Update the lines below by changing every occurrence of "one point per instance is recorded" to "each instance gets a single recorded point", with no other edits.

Point-based annotation data:
_____
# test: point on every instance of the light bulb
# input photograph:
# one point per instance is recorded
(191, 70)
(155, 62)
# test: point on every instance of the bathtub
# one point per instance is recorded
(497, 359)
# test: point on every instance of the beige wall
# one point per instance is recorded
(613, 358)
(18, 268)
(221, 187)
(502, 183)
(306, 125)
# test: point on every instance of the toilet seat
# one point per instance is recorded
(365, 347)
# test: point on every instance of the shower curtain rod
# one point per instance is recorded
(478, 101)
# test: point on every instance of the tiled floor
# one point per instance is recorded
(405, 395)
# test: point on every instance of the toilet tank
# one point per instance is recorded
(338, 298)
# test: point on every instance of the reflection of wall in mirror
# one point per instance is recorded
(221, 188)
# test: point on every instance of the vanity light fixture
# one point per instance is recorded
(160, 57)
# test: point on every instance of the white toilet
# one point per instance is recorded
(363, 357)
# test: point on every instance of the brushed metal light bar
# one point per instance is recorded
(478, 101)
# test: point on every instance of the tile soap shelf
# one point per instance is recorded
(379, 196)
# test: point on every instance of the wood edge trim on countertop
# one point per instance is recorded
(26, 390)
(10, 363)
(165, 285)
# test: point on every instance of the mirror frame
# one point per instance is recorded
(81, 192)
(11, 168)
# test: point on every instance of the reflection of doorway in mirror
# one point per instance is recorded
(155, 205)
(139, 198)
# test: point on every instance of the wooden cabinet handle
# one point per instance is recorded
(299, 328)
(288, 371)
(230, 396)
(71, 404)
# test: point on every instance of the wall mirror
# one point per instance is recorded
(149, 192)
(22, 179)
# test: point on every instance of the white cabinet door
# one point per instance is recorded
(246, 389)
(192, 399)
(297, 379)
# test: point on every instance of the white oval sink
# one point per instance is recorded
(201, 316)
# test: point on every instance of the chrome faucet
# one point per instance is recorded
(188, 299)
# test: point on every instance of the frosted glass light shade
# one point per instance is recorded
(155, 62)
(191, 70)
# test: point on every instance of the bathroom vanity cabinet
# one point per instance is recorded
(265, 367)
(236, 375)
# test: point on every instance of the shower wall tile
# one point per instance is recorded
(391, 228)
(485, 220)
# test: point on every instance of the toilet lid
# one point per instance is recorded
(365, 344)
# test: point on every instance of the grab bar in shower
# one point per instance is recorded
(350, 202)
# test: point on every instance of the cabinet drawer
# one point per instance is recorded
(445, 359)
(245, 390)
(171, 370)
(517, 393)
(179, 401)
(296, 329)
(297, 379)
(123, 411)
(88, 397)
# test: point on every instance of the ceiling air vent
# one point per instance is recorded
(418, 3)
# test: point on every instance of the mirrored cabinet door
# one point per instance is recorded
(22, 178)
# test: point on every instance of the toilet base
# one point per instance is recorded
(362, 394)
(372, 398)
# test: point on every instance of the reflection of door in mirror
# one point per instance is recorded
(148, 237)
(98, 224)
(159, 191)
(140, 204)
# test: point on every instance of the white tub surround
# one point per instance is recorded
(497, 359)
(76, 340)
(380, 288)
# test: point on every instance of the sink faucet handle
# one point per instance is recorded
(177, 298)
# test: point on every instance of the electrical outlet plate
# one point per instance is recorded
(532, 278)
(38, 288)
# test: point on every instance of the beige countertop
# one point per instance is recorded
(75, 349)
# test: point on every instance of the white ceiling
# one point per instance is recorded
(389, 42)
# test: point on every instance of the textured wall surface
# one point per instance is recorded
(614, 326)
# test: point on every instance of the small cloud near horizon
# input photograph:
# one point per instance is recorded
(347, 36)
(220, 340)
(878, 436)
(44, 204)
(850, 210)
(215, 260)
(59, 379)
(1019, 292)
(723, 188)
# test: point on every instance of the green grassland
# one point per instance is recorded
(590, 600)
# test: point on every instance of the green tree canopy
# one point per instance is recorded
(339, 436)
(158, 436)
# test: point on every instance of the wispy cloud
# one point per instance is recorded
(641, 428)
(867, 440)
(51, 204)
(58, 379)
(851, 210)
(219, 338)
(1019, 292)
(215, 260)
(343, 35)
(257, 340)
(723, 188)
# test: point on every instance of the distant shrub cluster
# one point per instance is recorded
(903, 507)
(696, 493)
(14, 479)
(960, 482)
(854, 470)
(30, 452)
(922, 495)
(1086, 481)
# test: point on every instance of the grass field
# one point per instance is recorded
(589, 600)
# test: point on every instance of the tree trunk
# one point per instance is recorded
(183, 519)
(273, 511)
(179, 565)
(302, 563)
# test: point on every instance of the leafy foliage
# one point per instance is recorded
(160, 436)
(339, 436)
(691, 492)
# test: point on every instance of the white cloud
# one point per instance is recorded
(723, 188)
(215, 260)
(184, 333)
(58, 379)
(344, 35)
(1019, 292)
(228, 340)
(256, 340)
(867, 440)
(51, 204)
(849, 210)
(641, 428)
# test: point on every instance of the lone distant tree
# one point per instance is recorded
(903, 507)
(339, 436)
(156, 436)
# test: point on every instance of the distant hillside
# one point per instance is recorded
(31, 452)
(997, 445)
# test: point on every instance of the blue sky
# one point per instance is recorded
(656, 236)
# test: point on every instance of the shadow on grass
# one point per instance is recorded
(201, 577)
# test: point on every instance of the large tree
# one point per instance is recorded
_____
#### Reply:
# test: point on every instance of the light bulb
# input photograph:
# each instance gets a single recorded point
(191, 70)
(155, 62)
# test: point on every instance of the bathtub
# each instance gets a single recorded point
(497, 359)
# test: point on every instance of the beige wall
# each instance gets a single recorded point
(613, 358)
(18, 268)
(221, 187)
(502, 183)
(306, 125)
# test: point on every instance of the toilet seat
# each instance gets a single recorded point
(365, 347)
# test: point on every instance of the shower curtain rod
# each instance gets a single recorded point
(478, 101)
# test: point on every instance of the tiled floor
# each instance gets a single recorded point
(405, 395)
# test: point on every instance of the toilet tank
# each instance gets a single recorded point
(338, 298)
# test: point on every instance of the reflection of wall in mirror
# each instance gets a single recorded point
(221, 188)
# test: point on every instance of the vanity light fixture
# each instance gets a single recorded point
(160, 57)
# test: point on every instance of the white toilet
# each instance gets a single recorded point
(363, 357)
# test: point on every instance of the brushed metal light bar
# each instance gets a single recorded point
(478, 101)
# test: point on every instance of the tile soap shelf
# each instance gets a single recorded point
(379, 196)
# test: point on every instance of the wood edge trim on countertop
# each instance gets a single recorded point
(26, 390)
(10, 363)
(165, 285)
# test: point on every instance of the mirror frame
# each instance gets a single recorded point
(81, 192)
(11, 168)
# test: point on every instance of the reflection of doorway in mirror
# each instance gets a single recorded point
(155, 205)
(139, 198)
# test: point on every instance of the wooden cabinet handle
# each instance gets a single recorded point
(299, 328)
(288, 371)
(230, 396)
(71, 404)
# test: point on every instance of the wall mirror
# each instance gets a single recorded point
(149, 192)
(22, 179)
# test: point on every instance of the white cabinet door
# each instance gets a single recorded point
(246, 389)
(192, 399)
(297, 379)
# test: point on every instance of the white oval sink
# each instance gets a single recorded point
(201, 316)
# test: point on every instance of the chrome faucet
# each instance gets a single recorded point
(188, 299)
# test: point on every instance of the frosted glass light shade
# each instance gets a single recorded point
(155, 62)
(191, 70)
# test: point on every instance of the bathroom vanity cabinet
# each instance gets a single recorded point
(265, 367)
(236, 375)
# test: point on every instance of the shower wall tile
# each instance gets a single recorded point
(391, 228)
(485, 220)
# test: point on every instance of the toilet lid
# each instance gets a single recorded point
(365, 344)
# test: point on every instance of the grab bar in shower
# each instance gets a single recorded point
(350, 202)
# test: point on every instance of the cabinet drawer
# each instance gets a single recorded point
(445, 359)
(245, 390)
(171, 370)
(517, 393)
(179, 401)
(296, 329)
(297, 379)
(123, 411)
(88, 397)
# test: point on every instance of the ceiling air vent
# each instance gets a single recorded point
(418, 3)
# test: point on every instance of the mirrored cabinet door
# each instance gets a single recorded point
(22, 178)
# test: point on every instance of the toilet base
# each instance gets a single recorded point
(362, 394)
(372, 398)
# test: point on every instance of the reflection of door in mirror
# each instance gets a single recorded point
(148, 237)
(98, 224)
(159, 191)
(140, 204)
# test: point on every instance of the white tub surround
# each instance gets a single recorded point
(497, 359)
(76, 340)
(380, 288)
# test: point on every instance of the sink faucet handle
# each instance gets a single recorded point
(177, 298)
# test: point on every instance of the electrical outlet plate
# each instance gets a single recorded point
(532, 278)
(38, 288)
# test: point on every instance of the beige countertop
# each instance gets a single recorded point
(75, 349)
# test: point on every instance of the white ceiling
# each instance gets a single recorded point
(389, 42)
# test: point on every instance of the textured wall surface
# each instance gets a single recorded point
(614, 326)
# test: point on every instance of the small cloud near horizon
# input photograph:
# each instance gets a single recorded point
(347, 36)
(220, 340)
(878, 436)
(44, 204)
(850, 210)
(215, 260)
(59, 379)
(1019, 292)
(723, 188)
# test: point on every instance of the green grassland
# each instance gets a single recorded point
(590, 600)
# test: point on every instance of the green tree canopy
# each instance gets a single recorded point
(339, 436)
(158, 436)
# test: point on every instance of the wispy cloud
# each instance gets a single recorded point
(641, 428)
(867, 440)
(51, 204)
(58, 379)
(851, 210)
(219, 338)
(1019, 292)
(215, 260)
(343, 35)
(257, 340)
(723, 188)
# test: point on every instance of the distant shrub cluster
# each instance gets a single recorded point
(903, 507)
(696, 493)
(14, 479)
(960, 482)
(854, 470)
(30, 452)
(922, 495)
(1086, 481)
# test: point on every instance of the grass field
# each instance gets a single recorded point
(589, 600)
# test: point on every instance of the tree trunk
# each instance gets a single recorded point
(183, 519)
(273, 511)
(179, 565)
(302, 563)
# test: point on every instance of the leafy foliage
# each instance gets a single recorded point
(160, 436)
(339, 436)
(691, 492)
# test: point on every instance of the white cloud
# each instance gets a single recorded point
(723, 188)
(215, 260)
(184, 333)
(58, 379)
(344, 35)
(1019, 292)
(228, 340)
(256, 340)
(867, 440)
(51, 204)
(849, 210)
(641, 428)
# test: point on every instance of the lone distant tree
# each instance gets a single recorded point
(903, 507)
(339, 436)
(156, 436)
# test: point on every instance of the distant hillside
# each instance gets a single recorded point
(31, 452)
(997, 445)
# test: point on every instance of the blue sky
# each instance gets a single recorded point
(656, 236)
# test: point on every instance of the shadow on grass
# each instance gets a single recorded point
(201, 577)
# test: point on every instance of the large tree
# each instance gets a single recorded point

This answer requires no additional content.